-- START OF Text block --

To take this idea and turn it into a company was a huge leap of faith. I didn’t know anything about software development, hiring people, marketing, accounting, anything much at all. But I think the early experience gave me the faith in myself to just get started anyway and trust that I'd be able to learn everything as I went.

We launched Canva in August 2012, and within the first month had more than 50,000 people sign up to use the platform. Now, two years later we’ve grown to 4 million users. It’s been incredibly popular with marketers, bloggers, graphic designers, and small businesses who need to create lots of visual content and struggle with the existing tools, and it’s been exciting to see it come together.

Canva was not your first entrepreneurial adventure, though. Walk us through the process of founding Fusion Books. What were your goals? What did you learn from the experience and how did that transition to creating Canva?

Fusion Books took the idea of a simple design tool and applied it to the niche market of school yearbooks. Over five years, my co-founder Cliff Obrecht and I grew Fusion Books into the largest yearbook company in Australia and expanded into France and New Zealand. 

But we knew all along that the technology we had built could be applied much more broadly—that's how Canva was born. 4.5 million people now use Canva to design their marketing materials, documents, and social media graphics.

What was missing from the marketplace that spurred you to create Canva in the first place? What sets Canva apart from other competitor design tools?

The most important thing for a startup is to solve a real problem. To find something that is truly significant, a problem faced by lots of people. With Canva, the problem was that creating engaging, professional-looking graphic design was incredibly difficult unless you had expensive software and spent years studying.

You succeeded in becoming one of Australia’s largest early stage VC fundraisers, meeting with Silicon Valley entrepreneurs including the founder of Google Maps and Director of Engineering at Facebook, Lars Rasmussen. Can you walk us through the VC process? How did you prepare to pitch to potential investors?

-- END OF Text block --

▶ _Stated problem A_
Answer these questions about the Canva interview:
(i) In what month and year was Canva launched?
(ii) To which niche market did Fusion Books apply its simple design tool?
(iii) Into which two countries besides Australia did Fusion Books expand?
▶ _Stated problem B_
Carry the Canva interview forward from its final question.

-- START OF Given data --

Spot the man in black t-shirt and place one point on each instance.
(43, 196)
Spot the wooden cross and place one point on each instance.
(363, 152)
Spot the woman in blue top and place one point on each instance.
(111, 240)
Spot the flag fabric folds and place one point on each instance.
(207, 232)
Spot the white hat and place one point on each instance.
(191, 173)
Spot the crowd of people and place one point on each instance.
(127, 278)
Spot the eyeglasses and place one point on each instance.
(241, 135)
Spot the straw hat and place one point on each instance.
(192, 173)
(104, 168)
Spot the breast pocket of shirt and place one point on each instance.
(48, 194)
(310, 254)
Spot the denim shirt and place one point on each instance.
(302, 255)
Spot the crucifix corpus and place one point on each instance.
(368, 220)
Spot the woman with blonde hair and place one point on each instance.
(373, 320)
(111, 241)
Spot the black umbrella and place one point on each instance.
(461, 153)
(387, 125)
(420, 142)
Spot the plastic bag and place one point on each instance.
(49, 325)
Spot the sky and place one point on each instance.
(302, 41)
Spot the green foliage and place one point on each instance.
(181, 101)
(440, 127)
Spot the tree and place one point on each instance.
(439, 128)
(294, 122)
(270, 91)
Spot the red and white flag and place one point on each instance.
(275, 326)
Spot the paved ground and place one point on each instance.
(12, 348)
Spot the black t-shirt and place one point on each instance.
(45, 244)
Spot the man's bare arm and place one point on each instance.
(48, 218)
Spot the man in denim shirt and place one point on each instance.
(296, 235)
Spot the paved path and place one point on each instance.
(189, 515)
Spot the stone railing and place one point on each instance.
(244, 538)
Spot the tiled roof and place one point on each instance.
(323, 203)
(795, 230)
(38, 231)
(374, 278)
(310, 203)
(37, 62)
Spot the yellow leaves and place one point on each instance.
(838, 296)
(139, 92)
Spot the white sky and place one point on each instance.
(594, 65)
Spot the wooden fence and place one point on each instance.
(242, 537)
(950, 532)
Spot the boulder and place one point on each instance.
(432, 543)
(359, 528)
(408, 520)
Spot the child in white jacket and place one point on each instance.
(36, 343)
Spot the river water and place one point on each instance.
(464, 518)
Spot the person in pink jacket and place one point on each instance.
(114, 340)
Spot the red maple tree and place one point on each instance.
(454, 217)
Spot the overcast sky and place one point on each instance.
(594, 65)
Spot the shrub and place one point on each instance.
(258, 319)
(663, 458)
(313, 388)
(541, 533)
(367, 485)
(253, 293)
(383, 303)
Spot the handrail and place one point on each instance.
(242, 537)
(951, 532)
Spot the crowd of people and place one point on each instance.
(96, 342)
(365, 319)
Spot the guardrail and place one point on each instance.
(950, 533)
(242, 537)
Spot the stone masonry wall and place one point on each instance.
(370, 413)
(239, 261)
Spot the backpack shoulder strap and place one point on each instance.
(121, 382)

-- END OF Given data --

▶ _Exercise output A_
(i) August 2012
(ii) School yearbooks
(iii) France and New Zealand

▶ _Exercise output B_
Several years into running Fusion Books, I met investor Bill Tai in 2010 at a conference in Perth. He said he was interested in my startup and if I went to San Francisco he would have a meeting. Six months later I jumped on a plane. He introduced me to Google maps co-founder Lars Rasmussen. Together, they introduced me to a range of other investors. 

Fast forward two years and hundreds of investor pitches later, and I was able to raise our seed round. It takes a long time to do anything as a startup. It took a long time to find our technical co-founder Cameron Adams, to raise funding, and to grow to the size we’re at now. You learn a lot along the way.

Melanie Perkins, Canva- Her Starting Point

Her Big Break

Although headquartered in Sydney, Canva is an international business, with users all over the world. How did you expand internationally? Does working from Australia make any noticeable difference in terms of how you work? 

Our largest market is already the US, but our team is very happily located in Sydney, Australia. Many of our investors are from the US, which has given us great connections there. In a way, we’ve been able to have the best of both worlds. There are incredibly talented people here, and we’ve got some great people working for Canva, who used to be at companies like Google.  But most of our users are international. We have people using Canva in 179 countries. The US is the largest market.

Has anything surprised you about your line of work or being an entrepreneur? What is the best part of your job? The hardest? What skills are essential to being an entrepreneur?

Running Canva is the best job in the world. I love coming to work each day and figuring out how we can achieve the big vision we have.

Being an entrepreneur is an incredible path. It's challenging, it's a roller coaster, it's exhilarating, it's my dream job. I get to work with the smartest people I have ever met, get to invent, get to realize my vision.

My biggest piece of advice for any entrepreneur is to solve a real problem. If you find a problem that people care about, then it will make every other aspect of running a business much easier.

In a Forbes article, you mentioned Canva is on a “7-year plan to disrupt digital design,” a plan you expect to complete this year. Did you succeed? 

Getting Canva off the ground has been difficult and taken a long time, more than six years. It was difficult starting our first company, Fusion Books and bootstrapping it to profitability, it was difficult getting investors to invest, it was difficult building a team, difficult to build our product. In fact, every stage has been an incredible challenge, but also an incredible adventure. My advice would be to just get started as you learn so much along the way.

We have only achieved 1% so far of where we think we can take Canva. Our vision is to enable people to take their idea and turn it into a design as seamlessly as possible. We think we have made some big steps in this direction already, but we are just getting started.

Part of the entrepreneurial journey means hearing “no” at times. How do you deal with setbacks or negative feedback?

Solve a problem that you feel passionately about and really believe should be solved. It’s taken over nine years from the initial idea to get Canva to where it is today. It’s a long journey, so make sure that you are solving a problem worth solving.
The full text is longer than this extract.